**Recorded data:**
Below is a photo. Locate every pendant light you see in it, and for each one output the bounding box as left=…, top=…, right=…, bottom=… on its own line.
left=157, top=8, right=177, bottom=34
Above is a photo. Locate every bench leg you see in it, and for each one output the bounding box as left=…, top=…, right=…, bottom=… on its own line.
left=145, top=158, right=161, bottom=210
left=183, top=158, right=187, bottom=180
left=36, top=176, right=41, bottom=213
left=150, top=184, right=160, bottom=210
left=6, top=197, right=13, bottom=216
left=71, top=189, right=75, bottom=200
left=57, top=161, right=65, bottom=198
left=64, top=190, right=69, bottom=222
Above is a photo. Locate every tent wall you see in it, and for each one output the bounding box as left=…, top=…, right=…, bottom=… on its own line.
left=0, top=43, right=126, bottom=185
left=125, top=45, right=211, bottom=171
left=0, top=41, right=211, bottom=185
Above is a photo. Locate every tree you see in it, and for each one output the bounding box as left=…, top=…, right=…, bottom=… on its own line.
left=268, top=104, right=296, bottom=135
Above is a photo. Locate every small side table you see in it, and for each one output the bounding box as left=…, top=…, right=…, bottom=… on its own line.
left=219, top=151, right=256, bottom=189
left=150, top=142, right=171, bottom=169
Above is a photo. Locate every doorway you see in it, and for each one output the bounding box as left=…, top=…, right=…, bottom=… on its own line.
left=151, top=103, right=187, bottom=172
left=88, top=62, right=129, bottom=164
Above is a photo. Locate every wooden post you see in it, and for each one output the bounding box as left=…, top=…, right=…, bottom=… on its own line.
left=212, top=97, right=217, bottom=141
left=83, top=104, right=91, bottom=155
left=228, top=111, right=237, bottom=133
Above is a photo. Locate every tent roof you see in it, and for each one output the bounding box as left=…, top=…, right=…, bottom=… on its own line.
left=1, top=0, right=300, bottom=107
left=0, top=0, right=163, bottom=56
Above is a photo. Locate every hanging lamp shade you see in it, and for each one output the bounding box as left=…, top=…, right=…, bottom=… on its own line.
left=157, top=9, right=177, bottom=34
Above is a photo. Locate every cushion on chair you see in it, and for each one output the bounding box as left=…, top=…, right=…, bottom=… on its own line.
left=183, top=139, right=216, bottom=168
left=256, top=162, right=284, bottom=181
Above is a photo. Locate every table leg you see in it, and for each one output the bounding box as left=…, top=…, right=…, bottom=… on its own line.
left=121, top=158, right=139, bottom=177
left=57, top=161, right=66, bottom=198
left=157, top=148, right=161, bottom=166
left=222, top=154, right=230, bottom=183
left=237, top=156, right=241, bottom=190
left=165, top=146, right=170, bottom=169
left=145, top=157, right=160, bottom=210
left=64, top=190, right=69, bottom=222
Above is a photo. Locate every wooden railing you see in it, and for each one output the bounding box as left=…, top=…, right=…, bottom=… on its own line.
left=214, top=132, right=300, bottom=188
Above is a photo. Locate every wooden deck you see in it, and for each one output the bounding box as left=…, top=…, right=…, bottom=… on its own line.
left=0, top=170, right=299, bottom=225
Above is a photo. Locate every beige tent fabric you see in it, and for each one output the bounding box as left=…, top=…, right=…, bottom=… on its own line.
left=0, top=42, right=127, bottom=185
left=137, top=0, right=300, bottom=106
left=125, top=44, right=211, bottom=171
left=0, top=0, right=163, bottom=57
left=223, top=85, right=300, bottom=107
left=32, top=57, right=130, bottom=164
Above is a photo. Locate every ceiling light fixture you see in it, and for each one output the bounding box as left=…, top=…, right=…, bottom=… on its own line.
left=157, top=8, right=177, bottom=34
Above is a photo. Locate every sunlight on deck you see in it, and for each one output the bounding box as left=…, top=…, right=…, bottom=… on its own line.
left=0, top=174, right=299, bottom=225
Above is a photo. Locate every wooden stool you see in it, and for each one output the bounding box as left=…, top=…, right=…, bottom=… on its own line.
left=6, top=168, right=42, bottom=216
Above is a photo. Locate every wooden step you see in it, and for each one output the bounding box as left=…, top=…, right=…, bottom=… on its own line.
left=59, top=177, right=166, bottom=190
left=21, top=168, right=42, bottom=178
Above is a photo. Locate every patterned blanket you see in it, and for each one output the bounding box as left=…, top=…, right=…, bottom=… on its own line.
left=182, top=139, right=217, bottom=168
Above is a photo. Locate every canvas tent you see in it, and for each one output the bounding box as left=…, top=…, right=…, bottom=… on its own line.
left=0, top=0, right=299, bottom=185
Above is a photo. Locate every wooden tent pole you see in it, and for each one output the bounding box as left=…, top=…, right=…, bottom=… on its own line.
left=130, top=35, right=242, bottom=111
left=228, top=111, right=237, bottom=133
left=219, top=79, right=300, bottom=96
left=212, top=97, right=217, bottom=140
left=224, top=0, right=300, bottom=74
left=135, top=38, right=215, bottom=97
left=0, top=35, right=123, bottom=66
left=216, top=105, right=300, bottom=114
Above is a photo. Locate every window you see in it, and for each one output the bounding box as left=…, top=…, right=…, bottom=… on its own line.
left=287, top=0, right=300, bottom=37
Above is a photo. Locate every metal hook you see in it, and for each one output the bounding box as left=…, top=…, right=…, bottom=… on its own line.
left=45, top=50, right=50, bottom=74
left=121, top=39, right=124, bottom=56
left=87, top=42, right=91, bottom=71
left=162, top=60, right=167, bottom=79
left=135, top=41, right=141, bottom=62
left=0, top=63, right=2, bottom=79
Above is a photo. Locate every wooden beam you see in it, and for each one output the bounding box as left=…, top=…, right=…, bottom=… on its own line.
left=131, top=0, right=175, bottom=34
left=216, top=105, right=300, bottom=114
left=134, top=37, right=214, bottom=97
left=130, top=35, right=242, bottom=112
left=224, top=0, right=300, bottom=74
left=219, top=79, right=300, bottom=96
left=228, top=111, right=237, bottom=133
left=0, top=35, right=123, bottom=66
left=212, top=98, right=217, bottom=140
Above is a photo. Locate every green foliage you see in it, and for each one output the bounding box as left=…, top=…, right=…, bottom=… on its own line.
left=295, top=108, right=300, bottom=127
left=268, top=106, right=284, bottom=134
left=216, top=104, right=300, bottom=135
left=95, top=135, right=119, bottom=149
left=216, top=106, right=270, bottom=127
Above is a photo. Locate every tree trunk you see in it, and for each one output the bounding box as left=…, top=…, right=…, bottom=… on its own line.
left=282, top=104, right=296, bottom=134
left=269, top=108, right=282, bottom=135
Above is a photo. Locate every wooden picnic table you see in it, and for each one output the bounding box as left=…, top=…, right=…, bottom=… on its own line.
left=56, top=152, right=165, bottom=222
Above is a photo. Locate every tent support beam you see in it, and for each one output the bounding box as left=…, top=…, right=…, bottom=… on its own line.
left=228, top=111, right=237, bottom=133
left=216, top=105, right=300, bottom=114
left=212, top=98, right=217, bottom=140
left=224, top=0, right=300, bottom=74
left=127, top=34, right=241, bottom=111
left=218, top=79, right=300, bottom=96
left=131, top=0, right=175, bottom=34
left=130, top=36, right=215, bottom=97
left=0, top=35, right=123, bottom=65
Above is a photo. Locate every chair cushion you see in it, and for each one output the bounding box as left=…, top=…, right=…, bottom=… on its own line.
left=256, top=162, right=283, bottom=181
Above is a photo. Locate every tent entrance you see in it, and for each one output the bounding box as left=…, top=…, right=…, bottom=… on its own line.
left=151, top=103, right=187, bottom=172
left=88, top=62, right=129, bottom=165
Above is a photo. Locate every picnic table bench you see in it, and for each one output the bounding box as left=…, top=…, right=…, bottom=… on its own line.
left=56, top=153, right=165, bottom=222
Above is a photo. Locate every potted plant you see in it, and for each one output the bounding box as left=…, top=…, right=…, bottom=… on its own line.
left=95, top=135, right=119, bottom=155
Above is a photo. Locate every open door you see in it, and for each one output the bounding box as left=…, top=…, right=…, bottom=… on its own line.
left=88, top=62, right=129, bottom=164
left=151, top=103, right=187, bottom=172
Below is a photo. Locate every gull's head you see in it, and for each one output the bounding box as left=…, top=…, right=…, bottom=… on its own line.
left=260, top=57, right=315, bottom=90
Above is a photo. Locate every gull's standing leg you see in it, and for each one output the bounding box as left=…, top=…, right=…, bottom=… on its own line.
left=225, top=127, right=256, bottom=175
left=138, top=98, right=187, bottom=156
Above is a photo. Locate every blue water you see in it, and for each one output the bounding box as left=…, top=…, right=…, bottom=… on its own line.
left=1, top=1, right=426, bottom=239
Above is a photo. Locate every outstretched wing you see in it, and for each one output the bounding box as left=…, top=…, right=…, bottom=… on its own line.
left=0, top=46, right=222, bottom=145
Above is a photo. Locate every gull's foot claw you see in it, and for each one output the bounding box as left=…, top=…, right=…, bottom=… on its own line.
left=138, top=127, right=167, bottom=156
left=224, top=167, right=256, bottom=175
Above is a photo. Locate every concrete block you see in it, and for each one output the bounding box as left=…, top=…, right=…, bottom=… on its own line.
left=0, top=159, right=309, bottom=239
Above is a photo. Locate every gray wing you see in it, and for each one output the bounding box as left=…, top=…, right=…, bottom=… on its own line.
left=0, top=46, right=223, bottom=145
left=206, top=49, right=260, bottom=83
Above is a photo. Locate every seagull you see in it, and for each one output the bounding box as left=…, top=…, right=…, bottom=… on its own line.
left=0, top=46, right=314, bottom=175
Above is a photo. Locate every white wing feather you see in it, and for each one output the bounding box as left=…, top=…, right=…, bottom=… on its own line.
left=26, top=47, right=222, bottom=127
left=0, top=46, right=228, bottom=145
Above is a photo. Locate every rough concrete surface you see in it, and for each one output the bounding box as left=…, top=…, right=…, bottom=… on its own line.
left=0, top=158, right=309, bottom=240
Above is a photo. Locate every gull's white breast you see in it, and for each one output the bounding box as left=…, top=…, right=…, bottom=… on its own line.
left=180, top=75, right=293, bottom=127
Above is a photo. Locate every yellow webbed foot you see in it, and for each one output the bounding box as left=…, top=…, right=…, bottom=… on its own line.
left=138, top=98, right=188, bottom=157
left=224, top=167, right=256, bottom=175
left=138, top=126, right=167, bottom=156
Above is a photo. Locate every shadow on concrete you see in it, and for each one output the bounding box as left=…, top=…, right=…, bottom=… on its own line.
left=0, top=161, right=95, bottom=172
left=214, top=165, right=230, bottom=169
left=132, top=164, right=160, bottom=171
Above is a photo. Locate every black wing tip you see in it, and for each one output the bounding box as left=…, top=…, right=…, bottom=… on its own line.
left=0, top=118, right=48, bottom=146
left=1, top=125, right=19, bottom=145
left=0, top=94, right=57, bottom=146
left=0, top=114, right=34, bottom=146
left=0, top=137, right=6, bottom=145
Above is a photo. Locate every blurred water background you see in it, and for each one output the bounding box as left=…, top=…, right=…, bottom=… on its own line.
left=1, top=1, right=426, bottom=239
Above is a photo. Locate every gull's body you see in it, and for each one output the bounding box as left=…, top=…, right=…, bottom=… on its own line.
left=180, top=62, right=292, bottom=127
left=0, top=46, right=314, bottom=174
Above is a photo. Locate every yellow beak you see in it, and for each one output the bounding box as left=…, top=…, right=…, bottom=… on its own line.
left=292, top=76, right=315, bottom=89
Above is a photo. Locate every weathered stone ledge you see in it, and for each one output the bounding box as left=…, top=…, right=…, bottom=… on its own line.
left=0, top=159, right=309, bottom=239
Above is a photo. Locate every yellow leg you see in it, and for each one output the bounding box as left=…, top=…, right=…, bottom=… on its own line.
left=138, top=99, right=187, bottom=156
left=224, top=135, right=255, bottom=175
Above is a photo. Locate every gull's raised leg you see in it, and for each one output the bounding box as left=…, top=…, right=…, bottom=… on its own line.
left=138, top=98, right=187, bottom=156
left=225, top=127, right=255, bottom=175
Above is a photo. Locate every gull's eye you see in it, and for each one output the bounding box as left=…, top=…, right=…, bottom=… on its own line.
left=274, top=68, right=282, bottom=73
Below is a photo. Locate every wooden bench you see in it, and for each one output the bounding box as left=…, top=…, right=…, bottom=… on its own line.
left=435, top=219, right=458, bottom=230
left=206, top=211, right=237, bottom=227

**Your task:** Using the records above, please repeat the line with "Above is a photo. Locate every gull's eye" and every line after it exactly, and give no other text.

**Your solution:**
Above is a photo. Locate every gull's eye you see in it, and for each one output the bounding box as left=…, top=…, right=…, bottom=… on its own line.
left=274, top=68, right=282, bottom=73
Below is a photo. Locate every wooden bench you see in it, and for each one output the bounding box as left=…, top=…, right=…, bottom=… on its own line.
left=435, top=219, right=458, bottom=230
left=206, top=211, right=237, bottom=227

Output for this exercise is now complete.